Texto proporcionado.
______________________________

La primera vez que supe que un músico no solo era un artista musical fue días antes de descubrir, también, que un pijama no tan solo era una prenda de vestir para ir a la cama. Debía tener seis años y todavía no sabía que los catalanes somos una tribu compleja, original y homógrafa. Con mis abuelos, cada año íbamos unos días de vacaciones a Prullans, en un hotelito humilde que entonces se llamaba Hostal Montaña y que ahora, como es más finito, se llama Cerdanya EcoResort. Aquel verano, precisamente, comprendí que los nombres de las cosas son importantes. Fue allí, en el restaurante donde cada día un ama con un delantal lleno de manchas me preguntaba si la sopa estaba buena, donde probé por primera vez un músico sin ninguna intención canibalística y sin que nadie, ni mis abuelos ni un joven Antoni Bassas que comía en la mesa del lado y me firmó un autógrafo, supieran explicarme por qué caray aquel batiburrillo de frutos secos se llamaba de aquella manera.

______________________________

Entradas de un conjunto de datos:

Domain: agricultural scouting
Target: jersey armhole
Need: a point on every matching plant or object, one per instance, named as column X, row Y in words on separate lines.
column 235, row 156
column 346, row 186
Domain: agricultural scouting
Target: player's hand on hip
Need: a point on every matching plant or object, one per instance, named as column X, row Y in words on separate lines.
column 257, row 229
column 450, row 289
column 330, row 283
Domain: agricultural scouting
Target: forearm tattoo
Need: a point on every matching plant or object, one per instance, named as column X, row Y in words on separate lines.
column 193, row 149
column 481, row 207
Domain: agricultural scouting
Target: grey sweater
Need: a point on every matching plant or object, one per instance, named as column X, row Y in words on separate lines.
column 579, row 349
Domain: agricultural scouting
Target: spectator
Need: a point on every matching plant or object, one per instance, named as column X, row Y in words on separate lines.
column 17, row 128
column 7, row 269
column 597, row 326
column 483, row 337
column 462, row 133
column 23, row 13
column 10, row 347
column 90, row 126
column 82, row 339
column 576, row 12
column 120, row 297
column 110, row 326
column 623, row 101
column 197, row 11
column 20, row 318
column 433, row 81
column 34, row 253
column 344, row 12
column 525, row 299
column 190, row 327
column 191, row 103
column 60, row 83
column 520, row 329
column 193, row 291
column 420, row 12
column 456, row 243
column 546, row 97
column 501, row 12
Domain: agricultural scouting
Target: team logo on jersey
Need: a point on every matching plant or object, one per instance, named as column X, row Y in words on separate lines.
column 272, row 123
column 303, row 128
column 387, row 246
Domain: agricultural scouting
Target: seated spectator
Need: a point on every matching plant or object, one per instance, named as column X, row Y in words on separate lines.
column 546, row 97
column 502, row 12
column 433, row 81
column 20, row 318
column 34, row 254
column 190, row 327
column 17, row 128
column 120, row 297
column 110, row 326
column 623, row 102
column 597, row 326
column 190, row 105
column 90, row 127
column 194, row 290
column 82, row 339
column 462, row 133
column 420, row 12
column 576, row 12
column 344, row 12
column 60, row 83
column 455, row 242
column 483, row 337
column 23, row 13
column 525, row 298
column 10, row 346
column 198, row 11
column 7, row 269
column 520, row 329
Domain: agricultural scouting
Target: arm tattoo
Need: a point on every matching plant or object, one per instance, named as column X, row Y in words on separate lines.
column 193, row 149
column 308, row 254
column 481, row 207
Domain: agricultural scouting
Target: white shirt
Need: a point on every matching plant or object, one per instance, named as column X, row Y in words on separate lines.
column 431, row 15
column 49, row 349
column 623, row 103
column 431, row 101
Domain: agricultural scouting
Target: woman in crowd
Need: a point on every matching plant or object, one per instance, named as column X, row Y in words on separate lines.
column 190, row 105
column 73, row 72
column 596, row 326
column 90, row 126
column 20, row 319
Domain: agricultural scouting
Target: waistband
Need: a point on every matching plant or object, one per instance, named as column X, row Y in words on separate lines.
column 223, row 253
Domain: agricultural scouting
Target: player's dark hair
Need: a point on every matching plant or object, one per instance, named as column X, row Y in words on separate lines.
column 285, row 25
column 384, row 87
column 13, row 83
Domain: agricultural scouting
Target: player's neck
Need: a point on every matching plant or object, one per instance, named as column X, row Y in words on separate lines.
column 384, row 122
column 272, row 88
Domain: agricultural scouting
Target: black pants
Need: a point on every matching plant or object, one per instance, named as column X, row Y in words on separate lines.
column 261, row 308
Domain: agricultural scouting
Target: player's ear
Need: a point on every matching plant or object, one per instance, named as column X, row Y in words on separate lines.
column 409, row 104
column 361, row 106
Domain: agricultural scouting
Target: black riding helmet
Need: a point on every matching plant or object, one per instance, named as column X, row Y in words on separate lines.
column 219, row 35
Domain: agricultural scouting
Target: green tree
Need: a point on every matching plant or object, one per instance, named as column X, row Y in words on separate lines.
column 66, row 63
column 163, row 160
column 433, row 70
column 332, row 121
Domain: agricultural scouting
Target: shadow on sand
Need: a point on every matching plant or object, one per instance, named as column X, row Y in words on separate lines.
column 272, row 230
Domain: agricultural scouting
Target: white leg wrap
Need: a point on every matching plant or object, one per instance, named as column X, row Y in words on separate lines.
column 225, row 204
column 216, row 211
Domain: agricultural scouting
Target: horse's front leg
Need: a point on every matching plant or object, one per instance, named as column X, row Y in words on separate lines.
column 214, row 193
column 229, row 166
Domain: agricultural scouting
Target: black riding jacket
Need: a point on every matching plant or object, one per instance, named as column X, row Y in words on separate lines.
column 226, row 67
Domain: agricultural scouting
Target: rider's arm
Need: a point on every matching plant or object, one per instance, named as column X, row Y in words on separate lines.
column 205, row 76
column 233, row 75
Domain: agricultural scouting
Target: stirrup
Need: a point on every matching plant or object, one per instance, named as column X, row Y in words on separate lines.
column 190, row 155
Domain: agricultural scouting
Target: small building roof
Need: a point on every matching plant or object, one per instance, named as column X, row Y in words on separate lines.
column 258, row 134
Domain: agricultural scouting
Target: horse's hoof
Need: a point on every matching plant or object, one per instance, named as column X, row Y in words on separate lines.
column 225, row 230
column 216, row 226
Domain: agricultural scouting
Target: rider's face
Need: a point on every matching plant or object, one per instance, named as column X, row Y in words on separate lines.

______________________________

Objetivo indicado 1.
Duplica sin cambios las entradas del conjunto de datos, empezando por la primera y terminando en la línea que contiene "column 501, row 12", ambas incluidas.
Objetivo indicado 2.
Por favor, continúa el texto sobre el postre llamado músico a partir de su última frase.

Resultado 1.
Domain: agricultural scouting
Target: jersey armhole
Need: a point on every matching plant or object, one per instance, named as column X, row Y in words on separate lines.
column 235, row 156
column 346, row 186
Domain: agricultural scouting
Target: player's hand on hip
Need: a point on every matching plant or object, one per instance, named as column X, row Y in words on separate lines.
column 257, row 229
column 450, row 289
column 330, row 283
Domain: agricultural scouting
Target: forearm tattoo
Need: a point on every matching plant or object, one per instance, named as column X, row Y in words on separate lines.
column 193, row 149
column 481, row 207
Domain: agricultural scouting
Target: grey sweater
Need: a point on every matching plant or object, one per instance, named as column X, row Y in words on separate lines.
column 579, row 349
Domain: agricultural scouting
Target: spectator
Need: a point on every matching plant or object, one per instance, named as column X, row Y in words on separate lines.
column 17, row 128
column 7, row 269
column 597, row 326
column 483, row 337
column 462, row 133
column 23, row 13
column 10, row 347
column 90, row 126
column 82, row 339
column 576, row 12
column 120, row 297
column 110, row 326
column 623, row 101
column 197, row 11
column 20, row 318
column 433, row 81
column 34, row 253
column 344, row 12
column 525, row 299
column 190, row 327
column 191, row 103
column 60, row 83
column 520, row 329
column 193, row 291
column 420, row 12
column 456, row 243
column 546, row 97
column 501, row 12

Resultado 2.
Un servidor era pequeño, por eso con los años he pensado que aquellas vacaciones en la Cerdanya, cuando la Cerdanya todavía hacía más olor de caca de vaca que a colonia de pijos, fueron el germen de mi pasión por las palabras. Días después de descubrir el postre de músico, mis abuelos me llevaron a una comida con los Floriach, una pareja de amigos con una 'torre' en Bellver, que es como mi abuela llamaba a las casas de veraneo de la gente. También decía siempre que él, el Sr. Floriach, era elegante y refinado, pero tenía el problema que se dormía en todas partes. "Una vez se durmió en pleno Barça-Madrid en el Camp Nou", recuerdo que dijo mi abuelo, riendo. Conociendo estos precedentes, es fácil comprender mi sorpresa cuando al terminar la comida, de repente, el Sr. Floriach pidió un pijama al camarero y yo pensé que tenía sueño, que quería echar una siesta y que era tan refinado que quería vestirse como corresponde, incluso para dormir apoyado sobre la mesa.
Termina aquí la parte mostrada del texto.